▶ _How to complete this task_: Could you repeat word for word only the lines from the one containing "locate the brown" to the last line of the data below?

▶ _Data records_:
--

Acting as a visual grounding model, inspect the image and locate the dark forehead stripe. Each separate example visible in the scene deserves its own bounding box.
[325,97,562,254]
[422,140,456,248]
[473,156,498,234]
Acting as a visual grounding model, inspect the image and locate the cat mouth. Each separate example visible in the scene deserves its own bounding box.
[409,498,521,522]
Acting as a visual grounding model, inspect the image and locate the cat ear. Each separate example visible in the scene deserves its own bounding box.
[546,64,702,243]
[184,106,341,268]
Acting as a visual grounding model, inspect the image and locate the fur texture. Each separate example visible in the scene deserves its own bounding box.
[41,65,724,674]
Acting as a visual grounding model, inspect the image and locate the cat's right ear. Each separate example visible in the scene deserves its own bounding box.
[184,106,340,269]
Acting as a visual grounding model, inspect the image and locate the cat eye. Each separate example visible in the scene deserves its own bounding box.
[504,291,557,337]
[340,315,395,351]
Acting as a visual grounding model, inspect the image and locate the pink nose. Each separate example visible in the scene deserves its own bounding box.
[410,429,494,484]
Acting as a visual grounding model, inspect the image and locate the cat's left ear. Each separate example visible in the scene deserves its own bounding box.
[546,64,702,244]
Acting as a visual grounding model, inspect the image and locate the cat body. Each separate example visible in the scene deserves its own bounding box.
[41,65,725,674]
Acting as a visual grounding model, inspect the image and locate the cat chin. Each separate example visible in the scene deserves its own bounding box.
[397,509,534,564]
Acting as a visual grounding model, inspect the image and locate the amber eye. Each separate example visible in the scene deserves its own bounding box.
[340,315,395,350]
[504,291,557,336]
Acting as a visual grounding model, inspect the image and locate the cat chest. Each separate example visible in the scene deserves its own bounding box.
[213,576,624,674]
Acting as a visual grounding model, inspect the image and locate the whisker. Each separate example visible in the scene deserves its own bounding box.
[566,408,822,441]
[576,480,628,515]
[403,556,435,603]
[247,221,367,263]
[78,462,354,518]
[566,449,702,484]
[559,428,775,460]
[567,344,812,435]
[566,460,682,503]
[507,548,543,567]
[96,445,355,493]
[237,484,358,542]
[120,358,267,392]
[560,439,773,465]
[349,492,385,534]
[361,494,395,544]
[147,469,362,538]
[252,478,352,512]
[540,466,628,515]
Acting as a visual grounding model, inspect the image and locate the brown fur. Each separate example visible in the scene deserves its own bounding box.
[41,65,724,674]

--

▶ _Response below_:
Acting as a visual grounding model, inspect the image and locate the brown fur. Each separate example visible in the scene deserves its own bounding box.
[41,65,724,674]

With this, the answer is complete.